» Exercise goal
Before you write out the listing, remove the pictures; everything else stays exactly as it is.

◆ ◆ ◆ ◆ ◆

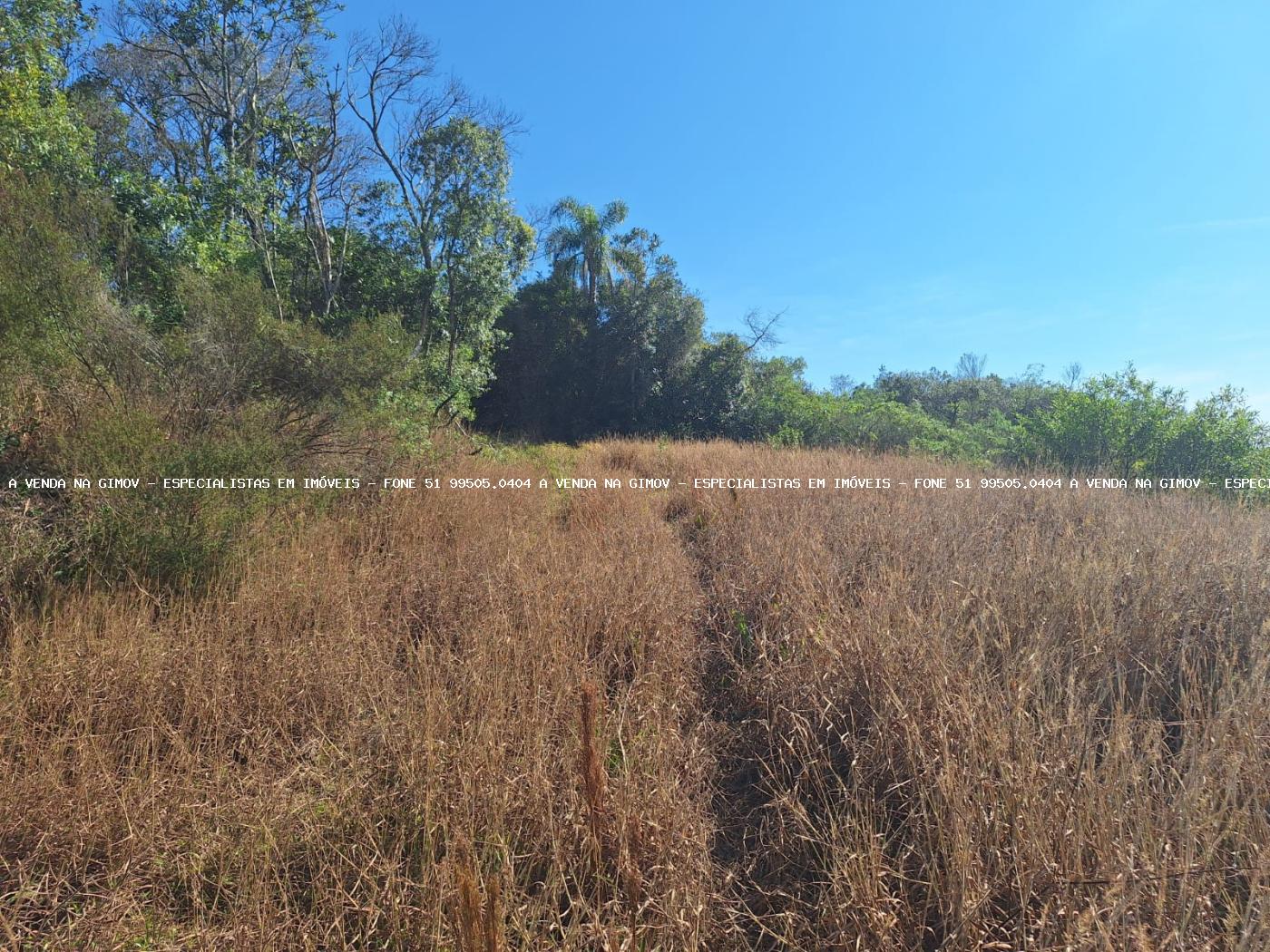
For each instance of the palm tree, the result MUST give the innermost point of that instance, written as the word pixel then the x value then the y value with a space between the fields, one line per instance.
pixel 581 244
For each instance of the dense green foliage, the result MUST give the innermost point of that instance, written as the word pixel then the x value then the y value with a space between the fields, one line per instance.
pixel 221 253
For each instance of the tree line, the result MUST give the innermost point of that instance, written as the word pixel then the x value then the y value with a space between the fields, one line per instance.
pixel 231 238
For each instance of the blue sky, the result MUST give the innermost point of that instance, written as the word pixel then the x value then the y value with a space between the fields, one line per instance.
pixel 1041 183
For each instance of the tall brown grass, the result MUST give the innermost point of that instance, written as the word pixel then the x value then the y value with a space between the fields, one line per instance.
pixel 799 719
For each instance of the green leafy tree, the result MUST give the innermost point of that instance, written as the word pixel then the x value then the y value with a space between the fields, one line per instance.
pixel 581 245
pixel 40 129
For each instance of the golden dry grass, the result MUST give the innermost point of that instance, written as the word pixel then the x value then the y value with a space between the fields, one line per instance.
pixel 508 720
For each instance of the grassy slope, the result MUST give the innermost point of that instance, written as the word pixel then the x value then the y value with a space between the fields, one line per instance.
pixel 675 720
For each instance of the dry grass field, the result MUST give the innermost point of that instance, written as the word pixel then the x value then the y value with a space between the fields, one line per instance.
pixel 676 720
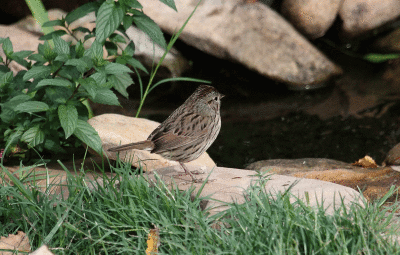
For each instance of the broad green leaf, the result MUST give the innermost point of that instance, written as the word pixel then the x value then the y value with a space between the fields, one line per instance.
pixel 79 49
pixel 37 72
pixel 58 95
pixel 109 17
pixel 111 48
pixel 147 25
pixel 52 143
pixel 95 52
pixel 121 82
pixel 47 51
pixel 117 38
pixel 135 63
pixel 37 58
pixel 130 49
pixel 6 78
pixel 62 58
pixel 49 36
pixel 80 64
pixel 99 77
pixel 88 135
pixel 127 21
pixel 170 3
pixel 32 106
pixel 82 29
pixel 54 82
pixel 17 100
pixel 60 46
pixel 89 85
pixel 106 96
pixel 81 12
pixel 115 68
pixel 7 47
pixel 33 136
pixel 22 54
pixel 68 116
pixel 53 23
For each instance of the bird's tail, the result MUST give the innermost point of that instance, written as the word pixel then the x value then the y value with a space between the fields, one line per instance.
pixel 143 145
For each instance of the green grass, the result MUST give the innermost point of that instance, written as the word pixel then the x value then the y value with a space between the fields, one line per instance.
pixel 116 218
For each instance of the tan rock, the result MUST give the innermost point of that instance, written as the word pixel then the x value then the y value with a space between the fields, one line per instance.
pixel 374 182
pixel 21 40
pixel 312 17
pixel 251 34
pixel 117 129
pixel 360 16
pixel 225 185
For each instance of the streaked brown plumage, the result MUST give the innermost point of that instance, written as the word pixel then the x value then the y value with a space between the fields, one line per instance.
pixel 188 132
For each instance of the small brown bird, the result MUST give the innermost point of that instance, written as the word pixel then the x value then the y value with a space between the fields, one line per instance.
pixel 188 132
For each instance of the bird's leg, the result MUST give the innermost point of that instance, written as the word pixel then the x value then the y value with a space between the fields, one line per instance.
pixel 194 179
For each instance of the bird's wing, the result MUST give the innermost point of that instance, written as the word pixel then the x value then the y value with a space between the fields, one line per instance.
pixel 182 130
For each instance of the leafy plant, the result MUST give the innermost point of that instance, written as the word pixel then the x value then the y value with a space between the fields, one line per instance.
pixel 46 106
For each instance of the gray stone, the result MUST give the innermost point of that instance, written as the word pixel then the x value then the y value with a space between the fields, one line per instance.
pixel 251 34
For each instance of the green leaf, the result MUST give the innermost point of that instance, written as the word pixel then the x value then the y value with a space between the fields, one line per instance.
pixel 111 47
pixel 68 116
pixel 32 106
pixel 88 135
pixel 127 21
pixel 82 29
pixel 52 143
pixel 95 52
pixel 81 12
pixel 130 49
pixel 37 57
pixel 89 85
pixel 380 58
pixel 49 36
pixel 47 51
pixel 99 77
pixel 58 95
pixel 106 96
pixel 121 82
pixel 6 78
pixel 79 49
pixel 60 46
pixel 80 64
pixel 54 82
pixel 117 38
pixel 7 47
pixel 22 54
pixel 136 63
pixel 169 3
pixel 17 100
pixel 147 25
pixel 109 17
pixel 115 68
pixel 33 136
pixel 133 4
pixel 37 72
pixel 53 23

◆ ◆ ◆ ◆ ◆

» Result
For each instance of the palm tree, the result MUST give the innermost point of that instance, written as the word pixel then the x value then the y value with a space between the fields, one line per instance.
pixel 581 244
For each instance of the dense green foliage, the result MUST give the innermost point of that instance, written as the word pixel then the x value then the y value with a space between the fields, one line per instance.
pixel 221 253
For each instance of the tree line, the result MUST give the innermost point of that instance, written as the word pixel then the x value then the y value with a space between the fields, one line per instance.
pixel 231 238
For each instance of the blue sky, the result MUST give the innermost point of that instance, written as the word pixel then the x value then the y value with a space between the fields, one line per instance.
pixel 1041 183
For each instance of the tall brown grass, the result MUST give the innermost point of that instance, written as the word pixel then the x value then the y value with a space between the fields, one line per instance.
pixel 799 719
For each instance of the green leafy tree, the result MUST give the innermost point of that instance, written as the word pixel then the x value then the y value with a space between the fields, one line per instance.
pixel 581 245
pixel 40 129
For each instance of the golden dry grass, the result MUST give the innermost point of that instance, written as the word pixel then the x value then the y value with a space between the fields, one line per instance.
pixel 508 720
For each instance of the grassy slope, the result MUST give the innermost point of that instance, written as the word pixel then the x value then the y value with a space between the fields, one line per instance.
pixel 675 720
For each instance of the dry grass field, the result MUST give the innermost point of that instance, written as the word pixel then the x value then the y value with a space between the fields, one line per instance.
pixel 676 720
For each instance of the broad green leaf, the result MUST give the innermost point of that instance, written as the word pixel then the x value then the y value with a space between the fields, one line per instance.
pixel 79 49
pixel 37 72
pixel 58 95
pixel 109 17
pixel 111 48
pixel 147 25
pixel 52 143
pixel 95 52
pixel 121 82
pixel 47 51
pixel 117 38
pixel 135 63
pixel 37 58
pixel 130 49
pixel 6 78
pixel 62 58
pixel 49 36
pixel 80 64
pixel 99 77
pixel 88 135
pixel 127 21
pixel 170 3
pixel 32 106
pixel 82 29
pixel 54 82
pixel 17 100
pixel 60 46
pixel 89 85
pixel 106 96
pixel 81 12
pixel 115 68
pixel 7 47
pixel 33 136
pixel 22 54
pixel 68 116
pixel 53 23
For each instance of the bird's tail, the result MUST give the innermost point of that instance, written as the word pixel then the x value then the y value with a space between the fields, one line per instance.
pixel 143 145
For each instance of the green grass, the result MUST give the innermost point of that instance, written as the word pixel then the x value then the y value with a space between the fields, one line per instance.
pixel 116 218
For each instance of the tan rock, the result MUST give the innermost point of that instance, written as the word pixel then the x value then the y value with a space between the fields, one line per instance.
pixel 374 182
pixel 21 40
pixel 312 17
pixel 251 34
pixel 117 129
pixel 360 16
pixel 225 185
For each instance of the streaked brown plumage, the result MUST give the innermost point of that instance, written as the word pixel then the x value then the y value with a space between the fields, one line per instance.
pixel 188 132
For each instance of the small brown bird, the result MUST give the innermost point of that instance, written as the word pixel then the x value then the y value with a space between the fields, one line per instance.
pixel 188 132
For each instance of the bird's leg, the result MUST give the innermost point of that instance, written as the word pixel then the x value then the y value with a space between the fields, one line per instance.
pixel 194 179
For each instance of the bird's wing, the result MUST give the innermost point of that instance, written as the word pixel then the x value then the y value with a space between the fields, one line per instance.
pixel 182 130
For each instance of the leafy plant, the result MUST give the innermost point of that instance, written as the word pixel then the x value then the y value with a space between the fields, one line per instance.
pixel 46 106
For each instance of the gray stone, the result MUST give the innermost point of that instance, written as the word pixel then the x value then the y value with a space between the fields, one line per instance.
pixel 251 34
For each instance of the green leaf, the result MUST give the innermost point of that instance, written as the word pixel then the x value then the y value with a space between the fields, one line per instance.
pixel 111 47
pixel 68 116
pixel 32 106
pixel 88 135
pixel 127 21
pixel 82 29
pixel 52 143
pixel 95 52
pixel 81 12
pixel 130 49
pixel 37 57
pixel 89 85
pixel 380 58
pixel 49 36
pixel 47 51
pixel 99 77
pixel 58 95
pixel 106 96
pixel 121 82
pixel 6 78
pixel 79 49
pixel 60 46
pixel 80 64
pixel 54 82
pixel 117 38
pixel 7 47
pixel 22 54
pixel 136 63
pixel 169 3
pixel 17 100
pixel 147 25
pixel 109 17
pixel 115 68
pixel 33 136
pixel 133 4
pixel 37 72
pixel 53 23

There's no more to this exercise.